Object pointing dataset rows:
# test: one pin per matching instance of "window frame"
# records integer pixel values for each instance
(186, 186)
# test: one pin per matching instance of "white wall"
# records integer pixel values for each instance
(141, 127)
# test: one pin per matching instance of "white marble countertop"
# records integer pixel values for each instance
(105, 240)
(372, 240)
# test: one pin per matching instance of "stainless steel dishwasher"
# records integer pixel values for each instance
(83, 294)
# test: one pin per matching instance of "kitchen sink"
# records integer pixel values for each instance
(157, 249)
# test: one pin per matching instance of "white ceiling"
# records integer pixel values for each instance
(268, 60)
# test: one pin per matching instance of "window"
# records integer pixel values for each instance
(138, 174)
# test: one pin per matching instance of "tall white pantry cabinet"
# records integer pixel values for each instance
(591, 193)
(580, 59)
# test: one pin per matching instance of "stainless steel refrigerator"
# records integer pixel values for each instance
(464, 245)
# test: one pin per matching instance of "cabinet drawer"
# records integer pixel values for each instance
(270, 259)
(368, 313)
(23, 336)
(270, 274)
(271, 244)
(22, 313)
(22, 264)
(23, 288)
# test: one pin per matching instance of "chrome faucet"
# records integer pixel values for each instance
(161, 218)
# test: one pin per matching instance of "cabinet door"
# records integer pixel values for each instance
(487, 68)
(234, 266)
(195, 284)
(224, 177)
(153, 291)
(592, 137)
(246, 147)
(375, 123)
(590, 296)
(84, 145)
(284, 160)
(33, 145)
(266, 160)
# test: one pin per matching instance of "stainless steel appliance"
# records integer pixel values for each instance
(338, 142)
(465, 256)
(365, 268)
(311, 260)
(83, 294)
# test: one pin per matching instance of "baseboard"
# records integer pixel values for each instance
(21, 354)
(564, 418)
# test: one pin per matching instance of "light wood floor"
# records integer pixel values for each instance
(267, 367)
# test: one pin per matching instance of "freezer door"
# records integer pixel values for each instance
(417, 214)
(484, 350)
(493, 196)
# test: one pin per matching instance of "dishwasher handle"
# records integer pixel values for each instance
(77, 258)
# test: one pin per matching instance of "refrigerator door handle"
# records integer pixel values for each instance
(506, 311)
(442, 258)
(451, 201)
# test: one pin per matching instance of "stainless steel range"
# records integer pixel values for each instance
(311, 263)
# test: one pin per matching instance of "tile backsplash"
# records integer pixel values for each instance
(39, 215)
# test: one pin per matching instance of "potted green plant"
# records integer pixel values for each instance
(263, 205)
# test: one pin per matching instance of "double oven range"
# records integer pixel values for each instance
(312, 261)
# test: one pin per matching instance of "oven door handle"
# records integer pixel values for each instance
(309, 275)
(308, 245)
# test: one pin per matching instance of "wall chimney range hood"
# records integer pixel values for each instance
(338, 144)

Required work: Every line of the data above should be reproduced word for word.

Exercise solution:
# test: one pin per matching instance of "window frame"
# records integer pixel values for each instance
(186, 186)
# test: one pin per matching instance of "white wall"
# records integer pixel values for each instance
(141, 127)
# test: one pin per matching instance of "white marble countertop"
# records integer pixel values for each instance
(105, 240)
(372, 240)
# test: one pin per matching instance of "stainless steel dishwasher"
# records integer pixel values for each instance
(83, 294)
# test: one pin per matching instance of "kitchen sink"
# records integer pixel values for each instance
(157, 249)
# test: one pin per matching instance of "white ceiling"
# records integer pixel values for each instance
(268, 60)
# test: one pin per matching instance of "window"
# records integer pixel values for each instance
(138, 174)
# test: one pin per matching instance of "tall white pantry cabinet"
# records integer pixel values for each instance
(591, 193)
(580, 59)
# test: one pin per matching instance of "stainless steel refrigerator"
# records integer pixel values for each instance
(464, 245)
# test: one pin per matching instance of "cabinet drawer"
# records integer pixel values for each instance
(270, 259)
(368, 313)
(23, 336)
(270, 274)
(271, 244)
(22, 313)
(22, 264)
(23, 288)
# test: one pin per matching instance of "chrome faucet"
# records integer pixel values for each instance
(161, 218)
# test: one pin per matching instance of "cabinet door"
# records integer pixel values for each instance
(487, 68)
(234, 266)
(195, 284)
(224, 177)
(153, 291)
(592, 137)
(246, 147)
(375, 123)
(590, 296)
(84, 145)
(284, 160)
(33, 145)
(266, 160)
# test: one pin per matching instance of "stainless steel appliance"
# records integer pixel values for each instance
(338, 142)
(465, 256)
(365, 268)
(311, 260)
(83, 294)
# test: one pin per matching instance of "baseboard"
# records integer pixel values for each instance
(21, 354)
(564, 418)
# test: one pin per matching instance of "light wood floor"
# records integer pixel values for each instance
(267, 367)
# test: one pin per matching instance of "freezer door"
# records integer pixel values for each instance
(417, 214)
(484, 350)
(493, 196)
# test: one pin per matching instance of "dishwasher handle"
# records integer pixel values for each instance
(77, 258)
# test: one pin per matching instance of "refrigerator door handle"
# records integer pixel values for each instance
(506, 311)
(442, 258)
(451, 201)
# test: one pin per matching instance of "stainless steel range"
# records integer pixel values for each instance
(311, 263)
# test: one pin per matching instance of "tile backsplash"
# records integer pixel values for each instance
(39, 215)
# test: one pin per matching instance of "potted green plant"
# records integer pixel values for each instance
(263, 205)
# test: one pin per matching instance of "double oven range"
# records integer pixel values for each instance
(312, 261)
# test: one pin per matching instance of "oven door handle"
# records integer pixel values for each instance
(309, 275)
(308, 245)
# test: one pin per matching instance of "wall chimney range hood"
# records integer pixel values for each instance
(338, 144)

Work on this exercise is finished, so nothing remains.